Request — Exactly as written, print each record in the listing.
________________
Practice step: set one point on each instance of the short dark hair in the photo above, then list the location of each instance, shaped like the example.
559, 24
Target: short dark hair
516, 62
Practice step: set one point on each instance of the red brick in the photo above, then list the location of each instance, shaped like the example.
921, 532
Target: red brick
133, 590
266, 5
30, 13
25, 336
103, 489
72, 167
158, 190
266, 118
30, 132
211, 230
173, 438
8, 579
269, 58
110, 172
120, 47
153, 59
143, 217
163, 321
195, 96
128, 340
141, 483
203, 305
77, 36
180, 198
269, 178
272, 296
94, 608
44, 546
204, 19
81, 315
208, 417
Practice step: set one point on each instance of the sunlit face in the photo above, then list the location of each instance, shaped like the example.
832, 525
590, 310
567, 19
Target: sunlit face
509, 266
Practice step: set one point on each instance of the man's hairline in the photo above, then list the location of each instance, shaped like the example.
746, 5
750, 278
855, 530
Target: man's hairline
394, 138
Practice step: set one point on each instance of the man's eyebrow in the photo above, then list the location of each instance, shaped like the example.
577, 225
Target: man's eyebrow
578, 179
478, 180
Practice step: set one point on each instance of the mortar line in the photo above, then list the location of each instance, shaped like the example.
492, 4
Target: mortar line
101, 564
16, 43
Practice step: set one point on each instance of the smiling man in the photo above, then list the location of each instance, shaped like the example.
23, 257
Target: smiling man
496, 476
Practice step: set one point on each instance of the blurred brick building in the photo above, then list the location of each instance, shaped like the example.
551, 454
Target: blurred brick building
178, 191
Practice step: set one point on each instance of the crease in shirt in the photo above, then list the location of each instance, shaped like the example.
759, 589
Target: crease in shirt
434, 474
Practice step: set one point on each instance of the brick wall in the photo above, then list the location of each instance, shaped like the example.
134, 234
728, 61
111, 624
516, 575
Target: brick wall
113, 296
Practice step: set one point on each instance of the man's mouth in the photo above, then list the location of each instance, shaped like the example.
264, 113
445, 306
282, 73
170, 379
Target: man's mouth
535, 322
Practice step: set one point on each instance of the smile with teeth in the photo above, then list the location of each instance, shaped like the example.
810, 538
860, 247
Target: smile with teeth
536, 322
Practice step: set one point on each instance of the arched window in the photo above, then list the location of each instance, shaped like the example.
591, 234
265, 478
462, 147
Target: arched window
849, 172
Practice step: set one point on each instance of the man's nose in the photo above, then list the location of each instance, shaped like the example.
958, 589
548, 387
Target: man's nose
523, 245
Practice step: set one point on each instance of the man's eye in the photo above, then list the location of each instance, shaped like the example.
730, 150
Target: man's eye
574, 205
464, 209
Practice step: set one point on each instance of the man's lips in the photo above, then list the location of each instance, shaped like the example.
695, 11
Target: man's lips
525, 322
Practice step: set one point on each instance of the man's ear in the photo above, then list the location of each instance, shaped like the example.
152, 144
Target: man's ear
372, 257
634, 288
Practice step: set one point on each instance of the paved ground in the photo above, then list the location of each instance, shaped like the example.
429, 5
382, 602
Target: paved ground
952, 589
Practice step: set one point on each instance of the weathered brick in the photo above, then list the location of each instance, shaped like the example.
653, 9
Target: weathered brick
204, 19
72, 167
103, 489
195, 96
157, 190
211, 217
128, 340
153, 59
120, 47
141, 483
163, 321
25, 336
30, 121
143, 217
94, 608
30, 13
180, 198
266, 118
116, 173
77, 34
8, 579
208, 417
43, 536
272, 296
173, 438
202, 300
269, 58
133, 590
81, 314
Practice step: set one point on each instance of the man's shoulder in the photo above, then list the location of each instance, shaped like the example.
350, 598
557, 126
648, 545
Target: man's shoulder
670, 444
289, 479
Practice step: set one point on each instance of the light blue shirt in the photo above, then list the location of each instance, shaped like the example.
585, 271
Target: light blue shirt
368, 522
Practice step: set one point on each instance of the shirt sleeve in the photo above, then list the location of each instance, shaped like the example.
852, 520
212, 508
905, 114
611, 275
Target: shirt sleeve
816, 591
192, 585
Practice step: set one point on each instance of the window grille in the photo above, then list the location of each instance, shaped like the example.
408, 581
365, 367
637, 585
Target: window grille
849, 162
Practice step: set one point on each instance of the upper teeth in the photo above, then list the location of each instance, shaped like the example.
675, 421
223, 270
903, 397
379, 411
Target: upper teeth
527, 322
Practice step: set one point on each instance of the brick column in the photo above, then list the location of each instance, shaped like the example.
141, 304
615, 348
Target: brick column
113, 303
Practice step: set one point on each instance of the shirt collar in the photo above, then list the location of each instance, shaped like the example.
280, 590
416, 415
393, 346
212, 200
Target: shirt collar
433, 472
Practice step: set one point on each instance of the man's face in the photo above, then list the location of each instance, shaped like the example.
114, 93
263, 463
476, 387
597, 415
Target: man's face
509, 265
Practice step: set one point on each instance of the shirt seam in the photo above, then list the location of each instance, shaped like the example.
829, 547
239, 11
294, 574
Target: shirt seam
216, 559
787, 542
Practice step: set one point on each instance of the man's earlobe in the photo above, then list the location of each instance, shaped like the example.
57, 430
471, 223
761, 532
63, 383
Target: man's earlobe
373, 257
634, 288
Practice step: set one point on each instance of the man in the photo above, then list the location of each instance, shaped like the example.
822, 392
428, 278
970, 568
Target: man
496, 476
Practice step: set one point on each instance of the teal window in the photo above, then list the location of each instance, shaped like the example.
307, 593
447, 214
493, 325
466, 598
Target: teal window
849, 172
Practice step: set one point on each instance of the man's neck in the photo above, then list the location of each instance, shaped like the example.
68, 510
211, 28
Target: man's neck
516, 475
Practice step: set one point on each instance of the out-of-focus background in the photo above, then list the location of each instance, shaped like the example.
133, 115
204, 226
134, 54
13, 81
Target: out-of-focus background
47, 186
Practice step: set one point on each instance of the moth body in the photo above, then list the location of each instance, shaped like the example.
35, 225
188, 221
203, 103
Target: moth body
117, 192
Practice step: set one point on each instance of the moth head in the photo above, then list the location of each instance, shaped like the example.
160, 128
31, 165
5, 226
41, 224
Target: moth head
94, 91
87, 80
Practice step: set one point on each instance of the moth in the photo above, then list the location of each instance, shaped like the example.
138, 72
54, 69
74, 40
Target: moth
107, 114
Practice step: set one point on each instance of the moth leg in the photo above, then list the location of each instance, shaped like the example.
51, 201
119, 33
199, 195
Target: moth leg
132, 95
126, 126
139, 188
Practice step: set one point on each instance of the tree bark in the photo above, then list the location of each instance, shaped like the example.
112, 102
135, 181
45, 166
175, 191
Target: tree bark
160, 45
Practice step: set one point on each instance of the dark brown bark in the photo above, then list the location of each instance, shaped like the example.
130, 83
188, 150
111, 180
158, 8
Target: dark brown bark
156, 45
________________
Problem solution —
Practice step: set one point on each instance of the short dark hair in the photo above, then list the location of each instance, shaped like the example.
559, 24
Target: short dark hair
516, 62
Practice step: set one point on each instance of the red brick in the photo above, then list the location of each instance, shaped like the example.
921, 532
Target: red brick
133, 590
266, 5
30, 13
25, 336
103, 489
72, 167
158, 190
266, 118
30, 132
211, 230
173, 438
8, 579
269, 58
110, 172
120, 47
153, 59
143, 217
163, 321
195, 96
128, 340
141, 483
203, 305
77, 36
180, 198
269, 178
272, 296
94, 608
44, 546
204, 19
81, 315
208, 417
Practice step: set one point on each instance of the sunlit face in the photo above, then list the location of each instance, shaped like the example.
832, 525
590, 310
567, 19
Target: sunlit face
509, 266
Practice step: set one point on each instance of the man's hairline in the photo above, then list the location of each instance, shaped like the example.
746, 5
750, 278
855, 530
Target: man's hairline
394, 138
Practice step: set one point on each instance of the man's eyebrow in the photo above, then list the location of each instance, shaped like the example.
577, 225
Target: man's eyebrow
578, 179
478, 180
Practice step: set one point on each instance of the mortar line in the photo above, then list the location of each instance, shaped like the example.
492, 4
Target: mortar line
101, 564
16, 43
Practice step: set one point on each instance of the smiling man in the photo above, then list the location of each instance, shaped like the example.
23, 257
Target: smiling man
496, 476
Practice step: set one point on each instance of the blurred brick building in the photo above, then list the location of each instance, shaped like the example.
551, 454
Target: blurred brick building
178, 191
Practice step: set one point on each instance of the crease in shirt in the photo above, then list the location of each instance, shaped like the example.
759, 589
Target: crease in shirt
434, 474
Practice step: set one point on each instance of the brick wall in the photo above, then list the location of each instance, shaped like the example.
134, 234
728, 61
111, 624
516, 575
Target: brick wall
113, 296
Practice step: set one point on each instance of the man's mouth in the photo above, then list the location of each instance, shaped like the example.
264, 113
445, 306
282, 73
170, 379
Target: man's mouth
535, 322
Practice step: set one point on each instance of the smile with teeth in the photo above, then list the location of each instance, shaped like the example.
810, 538
860, 247
Target: smile with teeth
536, 322
Practice step: set one point on each instance of the arched window in the photo above, then list the location of each instance, shaped like the example.
591, 234
265, 478
462, 147
Target: arched window
849, 172
Practice step: set one point on each instance of the man's nose in the photo above, then list the location of each instance, shaped like the example.
958, 589
548, 387
Target: man's nose
523, 245
Practice step: set one point on each instance of the man's eye in the photo above, then list the location of each instance, shaped like the example.
730, 150
Target: man's eye
574, 205
464, 209
Practice step: set one point on each instance of the man's lips in the photo above, then list the location of each instance, shaped like the example.
695, 11
Target: man's lips
525, 322
Practice step: set one point on each instance of the man's ear in the photo above, then list the location of each instance, shaped like the example.
152, 144
Target: man's ear
372, 257
634, 288
Practice step: set one point on each instance of the paved ground in the photo above, then list the location of each instance, shaped like the example.
429, 5
382, 602
Target: paved ground
952, 589
Practice step: set one point on each instance of the weathered brick in the photo above, then list the location of each instance, shaped like the example.
653, 9
Target: weathered brick
204, 19
72, 167
103, 489
195, 96
157, 190
211, 217
128, 340
153, 59
120, 47
141, 483
163, 321
25, 336
30, 121
143, 217
94, 608
30, 13
180, 198
266, 118
116, 173
77, 34
8, 579
208, 417
43, 536
272, 296
173, 438
202, 300
269, 58
133, 590
81, 314
Practice step: set one point on each instance of the man's shoulder in the photo above, then list the location of each instance, shaped like the example.
350, 598
557, 126
648, 545
Target: man's shoulder
670, 444
289, 479
Practice step: set one point on each instance of the light blue shirt in the photo above, then list the location of each instance, shaped like the example.
585, 271
Target: light blue shirt
368, 522
Practice step: set one point on each instance of the shirt sleeve in the photo above, then list the location of each instance, shaped like the example.
852, 520
212, 508
905, 114
611, 275
Target: shirt sleeve
816, 591
192, 585
Practice step: set one point on each instance of the window grille in the photo above, then list the location of each instance, shaped like the example.
408, 581
365, 367
637, 585
Target: window grille
849, 162
Practice step: set one point on each instance of the upper teeth in the photo above, then list the location of each instance, shaped like the example.
675, 421
223, 270
903, 397
379, 411
Target: upper teeth
527, 322
Practice step: set one point on each instance of the brick column in the photo above, then list the location of each instance, shaped like the example.
141, 304
615, 348
Target: brick column
113, 303
Practice step: set one point on each instance of the shirt collar in the photo above, then list the location of each instance, shaped like the example.
280, 590
416, 415
393, 346
212, 200
Target: shirt collar
433, 472
Practice step: set one point on each instance of the man's face in the photo above, then list the location of each instance, shaped like the example.
114, 93
263, 463
476, 387
597, 415
Target: man's face
509, 265
Practice step: set one point on each instance of the shirt seam in the photo above, then list the location of each instance, shaped like the example.
829, 547
239, 11
294, 574
Target: shirt seam
216, 559
787, 542
Practice step: set one point on each instance of the man's earlobe in the photo above, then list the location of each instance, shaped like the example.
57, 430
471, 223
761, 532
63, 383
Target: man's earlobe
373, 257
634, 288
Practice step: set one point on each instance of the man in the photo above, then list the location of each instance, shaped like the example.
822, 392
428, 278
970, 568
Target: man
496, 476
Practice step: set one point on each instance of the teal window in the photo above, then list the location of each instance, shaped like the example.
307, 593
447, 214
493, 325
466, 598
Target: teal window
849, 172
Practice step: set one point on each instance of the man's neck in the photo above, then list the location of each instance, shaped like the example.
68, 510
211, 28
Target: man's neck
516, 475
Practice step: set one point on each instance of the out-of-focus background in the photo above, then list the location of each instance, shaped like the example.
133, 115
204, 226
134, 54
13, 81
Target: out-of-focus background
47, 186
Practice step: set one point on each instance of the moth body in the photo above, then list the location of each instance, shaped like the example.
35, 225
188, 221
203, 103
Target: moth body
117, 192
Practice step: set one point on each instance of the moth head in the photo above, then list the location of each instance, shaped like the example.
160, 128
31, 165
5, 226
41, 224
Target: moth head
94, 91
87, 80
Practice step: set one point on each instance of the moth in the photo above, then list the location of each instance, shaped like the example.
138, 72
54, 69
74, 40
Target: moth
107, 114
Practice step: set one point on each instance of the moth leg in the photo above, then list the location of each instance, shaped like the example.
51, 201
119, 33
199, 195
Target: moth leg
132, 95
126, 126
139, 188
Practice step: set one point on each instance of the tree bark in the photo above, then list the location of each instance, shaped like the example.
112, 102
135, 181
45, 166
175, 191
Target: tree bark
160, 45
Practice step: set one point on each instance of the dark brown bark in the photo above, then list the location of each instance, shaped like the example.
130, 83
188, 150
111, 180
158, 8
Target: dark brown bark
156, 45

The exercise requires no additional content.